» **AIM OF THE EXERCISE**:
Count the lines in the records below that contain the string "cockpit", matching case exactly, and reply with the number alone.

» **AVAILABLE DATA**:
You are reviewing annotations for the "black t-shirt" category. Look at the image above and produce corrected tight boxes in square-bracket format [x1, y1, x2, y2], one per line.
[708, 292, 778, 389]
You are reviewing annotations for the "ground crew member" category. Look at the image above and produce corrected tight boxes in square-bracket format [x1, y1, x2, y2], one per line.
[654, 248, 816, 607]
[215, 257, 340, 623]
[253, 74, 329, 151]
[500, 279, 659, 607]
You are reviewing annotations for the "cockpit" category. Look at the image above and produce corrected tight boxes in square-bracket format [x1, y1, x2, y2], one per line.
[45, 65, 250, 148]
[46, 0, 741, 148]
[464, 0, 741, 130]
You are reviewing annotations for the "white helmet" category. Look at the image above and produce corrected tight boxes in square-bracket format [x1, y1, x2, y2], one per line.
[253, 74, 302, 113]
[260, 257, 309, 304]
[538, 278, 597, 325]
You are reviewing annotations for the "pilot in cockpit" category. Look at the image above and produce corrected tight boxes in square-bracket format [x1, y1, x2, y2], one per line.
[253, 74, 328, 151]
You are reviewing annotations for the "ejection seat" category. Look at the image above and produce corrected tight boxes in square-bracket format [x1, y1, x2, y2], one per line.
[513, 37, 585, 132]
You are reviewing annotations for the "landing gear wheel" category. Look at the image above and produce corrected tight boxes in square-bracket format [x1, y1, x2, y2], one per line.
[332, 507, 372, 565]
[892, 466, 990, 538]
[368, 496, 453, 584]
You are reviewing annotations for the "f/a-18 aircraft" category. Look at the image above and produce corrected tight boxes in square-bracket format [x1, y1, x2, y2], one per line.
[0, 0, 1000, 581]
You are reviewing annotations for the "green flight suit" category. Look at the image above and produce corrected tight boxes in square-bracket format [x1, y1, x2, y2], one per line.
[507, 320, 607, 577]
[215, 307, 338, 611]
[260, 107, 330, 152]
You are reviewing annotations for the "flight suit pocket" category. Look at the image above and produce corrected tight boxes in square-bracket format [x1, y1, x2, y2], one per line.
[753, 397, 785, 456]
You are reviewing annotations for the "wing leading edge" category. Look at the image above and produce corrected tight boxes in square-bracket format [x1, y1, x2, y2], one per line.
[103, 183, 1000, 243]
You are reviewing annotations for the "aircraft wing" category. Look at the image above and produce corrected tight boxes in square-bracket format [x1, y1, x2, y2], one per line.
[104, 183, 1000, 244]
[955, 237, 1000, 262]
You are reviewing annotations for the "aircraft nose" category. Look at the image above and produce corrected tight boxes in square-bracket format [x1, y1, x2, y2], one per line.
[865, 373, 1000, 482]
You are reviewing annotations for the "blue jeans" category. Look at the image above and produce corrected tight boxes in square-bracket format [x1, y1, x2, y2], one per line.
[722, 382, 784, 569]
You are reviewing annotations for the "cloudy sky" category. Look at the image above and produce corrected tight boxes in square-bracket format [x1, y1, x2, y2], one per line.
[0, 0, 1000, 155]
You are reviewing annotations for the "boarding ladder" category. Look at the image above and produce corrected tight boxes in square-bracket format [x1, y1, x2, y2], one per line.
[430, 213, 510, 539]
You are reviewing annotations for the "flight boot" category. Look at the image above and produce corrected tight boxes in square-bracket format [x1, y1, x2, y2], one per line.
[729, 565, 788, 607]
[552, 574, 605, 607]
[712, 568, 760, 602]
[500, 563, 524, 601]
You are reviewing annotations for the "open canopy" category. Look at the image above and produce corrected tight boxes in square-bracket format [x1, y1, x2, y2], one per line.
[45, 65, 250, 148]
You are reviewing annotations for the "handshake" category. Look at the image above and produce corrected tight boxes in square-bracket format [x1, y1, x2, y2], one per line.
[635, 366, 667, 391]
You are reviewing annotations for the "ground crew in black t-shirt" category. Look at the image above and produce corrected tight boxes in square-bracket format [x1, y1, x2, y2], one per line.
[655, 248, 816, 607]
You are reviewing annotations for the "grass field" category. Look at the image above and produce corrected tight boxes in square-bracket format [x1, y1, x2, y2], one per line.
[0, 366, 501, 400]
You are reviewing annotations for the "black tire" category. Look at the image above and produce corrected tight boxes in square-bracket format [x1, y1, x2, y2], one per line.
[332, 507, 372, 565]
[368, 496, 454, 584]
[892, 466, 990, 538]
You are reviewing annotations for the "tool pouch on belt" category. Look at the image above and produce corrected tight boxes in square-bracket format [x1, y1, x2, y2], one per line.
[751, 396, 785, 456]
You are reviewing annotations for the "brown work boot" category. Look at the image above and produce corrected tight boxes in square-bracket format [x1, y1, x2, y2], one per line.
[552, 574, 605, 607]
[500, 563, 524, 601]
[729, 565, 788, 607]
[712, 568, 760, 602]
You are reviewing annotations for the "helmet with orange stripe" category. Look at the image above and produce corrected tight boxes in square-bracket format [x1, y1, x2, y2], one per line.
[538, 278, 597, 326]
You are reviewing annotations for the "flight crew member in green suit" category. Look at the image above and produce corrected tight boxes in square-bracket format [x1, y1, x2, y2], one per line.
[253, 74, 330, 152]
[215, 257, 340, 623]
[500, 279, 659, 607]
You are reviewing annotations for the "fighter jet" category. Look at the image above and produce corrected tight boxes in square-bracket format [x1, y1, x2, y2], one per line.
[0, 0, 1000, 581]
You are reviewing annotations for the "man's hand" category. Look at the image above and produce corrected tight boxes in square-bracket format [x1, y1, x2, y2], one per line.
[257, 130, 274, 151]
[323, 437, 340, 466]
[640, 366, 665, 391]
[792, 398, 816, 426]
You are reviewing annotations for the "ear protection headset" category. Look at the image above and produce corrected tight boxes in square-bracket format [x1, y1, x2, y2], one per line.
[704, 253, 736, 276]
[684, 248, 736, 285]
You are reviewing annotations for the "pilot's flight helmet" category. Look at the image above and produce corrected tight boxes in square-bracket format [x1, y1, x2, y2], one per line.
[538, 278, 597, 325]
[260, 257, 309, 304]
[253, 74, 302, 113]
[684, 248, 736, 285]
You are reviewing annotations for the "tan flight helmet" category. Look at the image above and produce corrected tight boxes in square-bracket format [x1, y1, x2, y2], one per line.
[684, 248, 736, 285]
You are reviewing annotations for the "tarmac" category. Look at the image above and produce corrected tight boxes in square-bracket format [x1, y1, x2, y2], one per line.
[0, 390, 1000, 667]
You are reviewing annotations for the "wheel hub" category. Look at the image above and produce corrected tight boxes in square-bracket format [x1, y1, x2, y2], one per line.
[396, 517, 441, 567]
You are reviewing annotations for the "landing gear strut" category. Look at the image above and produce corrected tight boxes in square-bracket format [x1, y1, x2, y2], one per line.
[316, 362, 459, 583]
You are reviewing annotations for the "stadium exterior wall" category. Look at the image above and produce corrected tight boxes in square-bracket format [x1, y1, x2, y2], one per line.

» **EXERCISE RESPONSE**:
2